▸ **Entries supplied**:

"""

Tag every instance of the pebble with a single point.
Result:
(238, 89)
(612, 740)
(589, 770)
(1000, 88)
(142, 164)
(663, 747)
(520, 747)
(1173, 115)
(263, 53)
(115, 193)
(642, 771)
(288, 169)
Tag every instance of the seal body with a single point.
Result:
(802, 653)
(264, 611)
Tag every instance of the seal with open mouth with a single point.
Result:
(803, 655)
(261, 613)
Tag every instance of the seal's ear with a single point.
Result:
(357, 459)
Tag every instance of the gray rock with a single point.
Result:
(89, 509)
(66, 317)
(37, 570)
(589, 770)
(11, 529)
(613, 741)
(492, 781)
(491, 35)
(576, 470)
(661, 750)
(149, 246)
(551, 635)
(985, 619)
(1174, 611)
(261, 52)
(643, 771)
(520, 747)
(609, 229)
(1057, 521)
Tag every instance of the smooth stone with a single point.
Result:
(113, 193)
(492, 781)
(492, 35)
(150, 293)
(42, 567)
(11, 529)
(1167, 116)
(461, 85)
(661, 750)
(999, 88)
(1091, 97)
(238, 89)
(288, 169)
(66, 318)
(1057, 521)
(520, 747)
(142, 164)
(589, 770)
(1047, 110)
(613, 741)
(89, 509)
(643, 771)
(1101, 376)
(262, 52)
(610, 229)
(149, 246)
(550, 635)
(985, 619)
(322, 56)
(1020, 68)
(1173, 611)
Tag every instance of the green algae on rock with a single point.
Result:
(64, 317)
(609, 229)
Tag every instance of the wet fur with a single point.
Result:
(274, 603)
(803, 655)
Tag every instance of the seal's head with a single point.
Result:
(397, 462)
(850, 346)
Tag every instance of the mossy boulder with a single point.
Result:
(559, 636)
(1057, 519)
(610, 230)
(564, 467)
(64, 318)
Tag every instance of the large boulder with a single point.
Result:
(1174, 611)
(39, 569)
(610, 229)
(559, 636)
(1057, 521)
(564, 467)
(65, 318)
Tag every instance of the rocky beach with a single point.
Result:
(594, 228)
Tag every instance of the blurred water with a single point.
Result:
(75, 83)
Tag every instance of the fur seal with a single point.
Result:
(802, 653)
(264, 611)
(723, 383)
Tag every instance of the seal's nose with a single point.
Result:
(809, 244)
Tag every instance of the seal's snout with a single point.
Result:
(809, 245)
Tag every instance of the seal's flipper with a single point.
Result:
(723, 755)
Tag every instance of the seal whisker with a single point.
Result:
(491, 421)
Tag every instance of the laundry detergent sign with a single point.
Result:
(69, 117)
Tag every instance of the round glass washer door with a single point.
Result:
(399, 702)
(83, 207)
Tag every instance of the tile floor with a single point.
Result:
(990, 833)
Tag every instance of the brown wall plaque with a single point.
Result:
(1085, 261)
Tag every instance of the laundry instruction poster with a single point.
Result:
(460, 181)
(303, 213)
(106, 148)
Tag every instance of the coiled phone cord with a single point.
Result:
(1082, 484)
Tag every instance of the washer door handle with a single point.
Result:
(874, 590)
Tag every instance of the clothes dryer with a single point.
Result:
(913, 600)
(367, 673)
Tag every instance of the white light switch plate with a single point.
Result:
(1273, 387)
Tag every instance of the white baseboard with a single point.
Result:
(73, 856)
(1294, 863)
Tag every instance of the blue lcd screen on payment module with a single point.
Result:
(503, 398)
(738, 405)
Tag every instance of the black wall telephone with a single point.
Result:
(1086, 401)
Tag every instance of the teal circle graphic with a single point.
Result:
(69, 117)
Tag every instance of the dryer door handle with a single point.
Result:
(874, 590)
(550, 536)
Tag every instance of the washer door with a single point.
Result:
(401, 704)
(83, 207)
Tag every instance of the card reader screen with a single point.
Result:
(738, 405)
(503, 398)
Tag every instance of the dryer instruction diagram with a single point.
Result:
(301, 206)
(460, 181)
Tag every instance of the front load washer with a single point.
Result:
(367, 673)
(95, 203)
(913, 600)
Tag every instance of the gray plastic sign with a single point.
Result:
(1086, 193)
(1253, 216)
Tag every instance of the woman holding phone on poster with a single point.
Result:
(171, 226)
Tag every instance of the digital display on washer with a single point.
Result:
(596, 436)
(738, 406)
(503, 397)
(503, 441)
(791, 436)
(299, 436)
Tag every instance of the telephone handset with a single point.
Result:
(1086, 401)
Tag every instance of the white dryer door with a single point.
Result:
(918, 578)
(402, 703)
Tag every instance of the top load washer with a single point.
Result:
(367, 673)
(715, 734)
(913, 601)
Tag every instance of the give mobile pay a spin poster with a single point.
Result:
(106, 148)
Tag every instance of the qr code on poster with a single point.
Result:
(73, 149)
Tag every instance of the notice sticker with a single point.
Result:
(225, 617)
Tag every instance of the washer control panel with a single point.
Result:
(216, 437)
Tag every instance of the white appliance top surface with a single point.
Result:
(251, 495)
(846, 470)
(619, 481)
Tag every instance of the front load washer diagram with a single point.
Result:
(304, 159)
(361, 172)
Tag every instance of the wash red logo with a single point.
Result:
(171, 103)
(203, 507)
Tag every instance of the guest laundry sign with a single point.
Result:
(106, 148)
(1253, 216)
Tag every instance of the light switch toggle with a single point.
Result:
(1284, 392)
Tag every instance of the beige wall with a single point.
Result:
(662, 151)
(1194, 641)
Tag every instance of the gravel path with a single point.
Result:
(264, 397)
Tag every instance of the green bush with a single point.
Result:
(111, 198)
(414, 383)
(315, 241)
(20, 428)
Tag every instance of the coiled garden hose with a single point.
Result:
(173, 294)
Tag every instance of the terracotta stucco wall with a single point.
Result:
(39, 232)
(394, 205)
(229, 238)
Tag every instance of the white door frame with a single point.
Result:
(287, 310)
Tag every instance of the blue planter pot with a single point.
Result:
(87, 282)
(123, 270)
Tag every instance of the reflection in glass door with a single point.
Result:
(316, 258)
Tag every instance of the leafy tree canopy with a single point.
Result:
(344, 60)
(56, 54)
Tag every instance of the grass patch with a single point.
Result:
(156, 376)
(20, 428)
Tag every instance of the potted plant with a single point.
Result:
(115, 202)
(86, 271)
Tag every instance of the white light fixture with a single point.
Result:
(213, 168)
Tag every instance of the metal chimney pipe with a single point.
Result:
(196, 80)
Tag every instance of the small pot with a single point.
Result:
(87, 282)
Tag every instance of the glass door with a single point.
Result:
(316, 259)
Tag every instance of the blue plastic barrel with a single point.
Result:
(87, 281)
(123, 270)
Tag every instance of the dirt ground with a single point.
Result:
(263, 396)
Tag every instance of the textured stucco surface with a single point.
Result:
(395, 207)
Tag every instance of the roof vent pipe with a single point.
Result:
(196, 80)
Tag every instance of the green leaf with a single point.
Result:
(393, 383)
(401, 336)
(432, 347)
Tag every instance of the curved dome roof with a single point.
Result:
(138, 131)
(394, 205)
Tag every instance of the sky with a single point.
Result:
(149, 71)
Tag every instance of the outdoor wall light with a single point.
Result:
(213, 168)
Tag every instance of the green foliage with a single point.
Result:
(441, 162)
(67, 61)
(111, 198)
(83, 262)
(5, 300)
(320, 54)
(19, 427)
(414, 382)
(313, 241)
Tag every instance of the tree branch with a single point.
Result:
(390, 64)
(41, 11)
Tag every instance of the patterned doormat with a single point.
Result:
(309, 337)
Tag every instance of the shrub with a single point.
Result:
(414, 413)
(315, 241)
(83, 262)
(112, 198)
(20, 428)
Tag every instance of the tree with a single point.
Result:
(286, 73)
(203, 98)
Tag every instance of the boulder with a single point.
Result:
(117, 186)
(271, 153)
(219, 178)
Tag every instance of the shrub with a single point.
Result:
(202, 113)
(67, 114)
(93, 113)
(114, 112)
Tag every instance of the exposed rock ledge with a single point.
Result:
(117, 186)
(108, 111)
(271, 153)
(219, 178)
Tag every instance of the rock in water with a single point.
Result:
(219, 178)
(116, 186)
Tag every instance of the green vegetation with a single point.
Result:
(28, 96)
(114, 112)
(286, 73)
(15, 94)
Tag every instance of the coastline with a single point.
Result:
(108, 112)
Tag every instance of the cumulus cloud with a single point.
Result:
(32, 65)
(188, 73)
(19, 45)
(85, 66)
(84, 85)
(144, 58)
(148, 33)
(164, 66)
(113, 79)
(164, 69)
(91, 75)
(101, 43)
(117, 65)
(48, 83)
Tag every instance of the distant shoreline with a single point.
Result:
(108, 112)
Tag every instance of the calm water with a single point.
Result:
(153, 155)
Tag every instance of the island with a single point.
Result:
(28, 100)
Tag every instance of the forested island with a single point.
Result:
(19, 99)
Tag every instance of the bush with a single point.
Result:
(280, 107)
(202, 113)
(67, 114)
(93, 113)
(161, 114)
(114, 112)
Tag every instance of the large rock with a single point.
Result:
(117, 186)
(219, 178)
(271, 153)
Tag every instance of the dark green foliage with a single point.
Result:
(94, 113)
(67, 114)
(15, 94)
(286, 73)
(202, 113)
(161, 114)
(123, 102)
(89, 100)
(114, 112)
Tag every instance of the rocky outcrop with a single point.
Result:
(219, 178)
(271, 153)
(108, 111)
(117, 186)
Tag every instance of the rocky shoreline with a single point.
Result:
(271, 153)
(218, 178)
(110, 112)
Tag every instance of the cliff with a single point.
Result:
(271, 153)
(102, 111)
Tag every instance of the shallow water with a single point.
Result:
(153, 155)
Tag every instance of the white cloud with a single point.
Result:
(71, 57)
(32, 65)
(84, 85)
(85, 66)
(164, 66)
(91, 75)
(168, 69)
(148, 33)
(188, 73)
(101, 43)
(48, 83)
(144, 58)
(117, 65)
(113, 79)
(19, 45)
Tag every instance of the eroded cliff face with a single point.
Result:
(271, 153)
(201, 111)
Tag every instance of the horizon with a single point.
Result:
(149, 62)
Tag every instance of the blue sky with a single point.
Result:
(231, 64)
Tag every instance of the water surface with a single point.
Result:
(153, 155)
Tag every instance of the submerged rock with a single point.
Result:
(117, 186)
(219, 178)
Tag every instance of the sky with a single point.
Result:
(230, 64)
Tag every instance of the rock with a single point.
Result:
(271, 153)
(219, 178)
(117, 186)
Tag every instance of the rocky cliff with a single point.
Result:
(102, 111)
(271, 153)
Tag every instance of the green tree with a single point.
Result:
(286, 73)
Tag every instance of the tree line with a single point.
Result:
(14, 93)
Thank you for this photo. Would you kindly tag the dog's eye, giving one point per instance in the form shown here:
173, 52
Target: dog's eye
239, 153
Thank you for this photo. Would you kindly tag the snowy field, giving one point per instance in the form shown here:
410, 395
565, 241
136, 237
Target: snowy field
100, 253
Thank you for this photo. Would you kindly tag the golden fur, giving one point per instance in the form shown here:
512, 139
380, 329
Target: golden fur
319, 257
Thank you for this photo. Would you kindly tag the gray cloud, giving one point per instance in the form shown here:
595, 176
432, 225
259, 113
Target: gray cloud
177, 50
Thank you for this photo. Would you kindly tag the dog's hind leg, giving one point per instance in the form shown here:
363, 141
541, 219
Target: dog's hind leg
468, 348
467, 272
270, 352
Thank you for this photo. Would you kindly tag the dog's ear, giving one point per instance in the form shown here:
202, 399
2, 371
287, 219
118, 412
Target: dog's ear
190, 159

"""

▸ **Task brief**:
Go through the entries above and pull out each line with "kindly" in it.

▸ **Exercise output**:
Thank you for this photo. Would you kindly tag the dog's eye, giving one point per instance in the form shown here:
Thank you for this photo. Would you kindly tag the snowy field, giving one point per instance in the form shown here:
Thank you for this photo. Would you kindly tag the golden fur, giving one point per instance in the form shown here:
Thank you for this photo. Would you kindly tag the gray cloud, giving one point per instance in the form shown here:
Thank you for this photo. Would you kindly tag the dog's hind leg, giving one point per instance in the form shown here:
Thank you for this photo. Would you kindly tag the dog's ear, giving one point per instance in the form shown here:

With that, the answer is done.